## Provided data
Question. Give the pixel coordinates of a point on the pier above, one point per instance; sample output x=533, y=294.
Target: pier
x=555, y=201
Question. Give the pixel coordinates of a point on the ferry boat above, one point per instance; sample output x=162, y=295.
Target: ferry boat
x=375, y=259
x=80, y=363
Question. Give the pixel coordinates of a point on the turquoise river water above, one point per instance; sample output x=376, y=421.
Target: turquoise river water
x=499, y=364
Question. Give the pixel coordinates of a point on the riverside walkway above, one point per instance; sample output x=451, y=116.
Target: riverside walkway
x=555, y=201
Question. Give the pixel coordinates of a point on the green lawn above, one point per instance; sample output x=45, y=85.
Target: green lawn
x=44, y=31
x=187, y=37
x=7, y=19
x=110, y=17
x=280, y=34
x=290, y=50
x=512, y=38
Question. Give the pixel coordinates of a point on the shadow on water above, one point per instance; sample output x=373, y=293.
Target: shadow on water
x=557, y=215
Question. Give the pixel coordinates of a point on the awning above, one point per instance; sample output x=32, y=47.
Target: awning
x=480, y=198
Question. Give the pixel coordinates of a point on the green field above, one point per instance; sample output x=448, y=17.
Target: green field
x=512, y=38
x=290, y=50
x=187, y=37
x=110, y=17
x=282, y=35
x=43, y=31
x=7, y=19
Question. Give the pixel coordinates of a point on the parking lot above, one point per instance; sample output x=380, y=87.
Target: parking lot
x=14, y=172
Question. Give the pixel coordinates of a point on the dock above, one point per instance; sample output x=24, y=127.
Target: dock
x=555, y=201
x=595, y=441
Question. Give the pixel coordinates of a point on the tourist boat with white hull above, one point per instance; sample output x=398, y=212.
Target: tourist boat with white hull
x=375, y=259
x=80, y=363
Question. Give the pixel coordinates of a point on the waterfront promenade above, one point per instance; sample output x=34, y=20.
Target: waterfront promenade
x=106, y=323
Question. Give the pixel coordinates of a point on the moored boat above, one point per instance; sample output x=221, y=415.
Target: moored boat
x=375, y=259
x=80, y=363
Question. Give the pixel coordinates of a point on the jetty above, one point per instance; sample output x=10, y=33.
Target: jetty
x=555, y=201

## Written exercise
Reproduce exactly the line containing "Question. Give the pixel coordinates of a point on the riverside" and every line after it through the end of the records above, and nothing else.

## Completed exercise
Question. Give the pixel coordinates of a point on the riverside walkway above, one point per instance; sample output x=451, y=116.
Target: riverside walkway
x=555, y=201
Question. Give the pixel coordinates of a point on the green lawn above, one point per instance; sample output x=45, y=85.
Target: green lawn
x=44, y=31
x=187, y=37
x=7, y=19
x=110, y=17
x=280, y=34
x=290, y=50
x=512, y=38
Question. Give the pixel coordinates of a point on the shadow on water above, one point per instance; sample output x=373, y=293.
Target: shadow on water
x=557, y=215
Question. Give the pixel coordinates of a point on the awning above, one point per instance; sample output x=32, y=47.
Target: awning
x=480, y=198
Question. Give the pixel coordinates of a point on the green field above, one point per instance; sample output x=448, y=17.
Target: green field
x=512, y=38
x=290, y=50
x=187, y=37
x=110, y=17
x=282, y=35
x=43, y=31
x=7, y=19
Question. Give the pixel coordinates of a point on the parking lot above, one point per instance; sample output x=380, y=87.
Target: parking lot
x=14, y=172
Question. Give the pixel coordinates of a point on the dock above, one point per instance; sample output x=24, y=127.
Target: dock
x=555, y=201
x=595, y=441
Question. Give the pixel coordinates of a point on the tourist boat with white hull above, one point per instance; sample output x=398, y=212.
Target: tourist boat with white hull
x=375, y=259
x=80, y=363
Question. Give the pixel coordinates of a point on the waterfront promenade above, one point per instance; sample output x=34, y=20.
Target: waterfront promenade
x=106, y=323
Question. Give the pixel coordinates of a point on the moored boat above, one point per instance; sample output x=221, y=415.
Target: moored boat
x=375, y=259
x=80, y=363
Question. Give the pixel coordinates of a point on the jetty above, one point per instance; sample output x=10, y=33.
Target: jetty
x=555, y=201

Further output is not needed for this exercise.